*Provided material*
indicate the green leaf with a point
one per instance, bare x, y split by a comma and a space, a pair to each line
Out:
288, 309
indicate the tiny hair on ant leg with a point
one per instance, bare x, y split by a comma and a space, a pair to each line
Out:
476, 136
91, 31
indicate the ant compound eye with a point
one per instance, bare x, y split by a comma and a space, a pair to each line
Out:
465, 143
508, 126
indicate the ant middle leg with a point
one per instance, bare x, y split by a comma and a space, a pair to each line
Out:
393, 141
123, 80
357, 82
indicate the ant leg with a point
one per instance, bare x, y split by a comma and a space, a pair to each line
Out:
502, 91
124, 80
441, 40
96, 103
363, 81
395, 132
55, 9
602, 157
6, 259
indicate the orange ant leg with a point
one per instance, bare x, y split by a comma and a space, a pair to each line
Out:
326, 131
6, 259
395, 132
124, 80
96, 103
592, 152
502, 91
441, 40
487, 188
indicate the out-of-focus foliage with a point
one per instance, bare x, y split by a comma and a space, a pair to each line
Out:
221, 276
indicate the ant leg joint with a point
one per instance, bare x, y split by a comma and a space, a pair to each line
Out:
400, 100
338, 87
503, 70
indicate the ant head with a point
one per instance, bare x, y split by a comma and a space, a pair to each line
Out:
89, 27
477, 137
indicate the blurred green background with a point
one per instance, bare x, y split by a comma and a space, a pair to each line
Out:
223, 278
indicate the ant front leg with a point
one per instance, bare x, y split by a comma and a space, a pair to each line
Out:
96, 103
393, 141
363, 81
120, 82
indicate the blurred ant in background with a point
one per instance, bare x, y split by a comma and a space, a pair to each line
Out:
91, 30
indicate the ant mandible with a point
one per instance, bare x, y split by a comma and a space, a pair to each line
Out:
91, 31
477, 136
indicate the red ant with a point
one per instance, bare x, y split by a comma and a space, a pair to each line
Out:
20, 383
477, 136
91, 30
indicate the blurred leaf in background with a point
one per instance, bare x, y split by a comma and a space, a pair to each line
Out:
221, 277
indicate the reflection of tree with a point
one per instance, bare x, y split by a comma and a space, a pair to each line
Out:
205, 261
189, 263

*What needs to be done*
Write out exactly the lines from the line containing "indicate the blurred green" to the end of the listing above, both included, and nothing else.

*Finished exercise*
indicate the blurred green background with a point
one per instance, bare x, y split by a comma and a space, a pair to each line
Out:
223, 278
indicate the ant front leg with a point
one per instance, bare x, y split by a comma and a space, a pair to each line
Out:
96, 103
393, 141
363, 81
120, 82
indicate the blurred ant in background with a point
one per instance, bare x, y split by a comma and a space, a pair to each line
Out:
91, 30
indicate the ant mandible with a point
one per instance, bare x, y split by a comma and a space, a pair to each line
Out:
91, 31
477, 136
indicate the red ant with a point
one per instance, bare x, y split by a comma and a space, a pair to each line
Out:
20, 383
477, 136
91, 30
indicate the blurred leaf in background with a point
one per instance, bare x, y split by a comma and a space, a pair to each line
Out:
221, 277
indicate the reflection of tree with a point
one per instance, bare x, y split by a comma and a space, a pair to each line
Out:
205, 261
189, 263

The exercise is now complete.